• [AIM]
Answer these about the passage on children's metaphor:
(a) Which adjectives does a three-year-old apply to sandpaper felt while blindfolded?
(b) Which art historian does the passage name?
(c) What two examples of physiognomic metaphor does it give?

• [PROVIDED TEXT]

+ + + +

Cross-Modal (Synesthetic) Metaphor

Infants and young children can also perceive likeness in different sensory modalities. An instance of such a synesthetic or cross-modal association would be a three-month-old infant that dishabituates or shows interest in the synchrony between a toy monkey and its complementary sound, a three-year-old that applies the polar adjectives light/dark to an object (sandpaper) felt while blindfolded or a preschooler who indicates that red is a warm or hot color. The distinguished art historian, Ernest Gombrich, has long observed that such natural metaphors—bright sounds or cool colors—arise spontaneously in perception because they are part of our innate constitution.

Physiognomic Metaphor

During the very early preschool years, rudimentary physiognomic experiences or the attribution of affective properties to visually perceived objects and other sensory experiences gain prominence. Examples include identifying the front grille of an automobile as a “smiling face” or a piece of music as “cheerful.”

+ + + +

• [SUPPLIED MATERIAL]
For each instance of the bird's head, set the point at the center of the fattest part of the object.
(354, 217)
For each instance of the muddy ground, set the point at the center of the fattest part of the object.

+ + + +

• [COMPLETED TASK]
(a) The polar adjectives light/dark.
(b) Ernest Gombrich.
(c) Identifying the front grille of an automobile as a "smiling face," and a piece of music as "cheerful."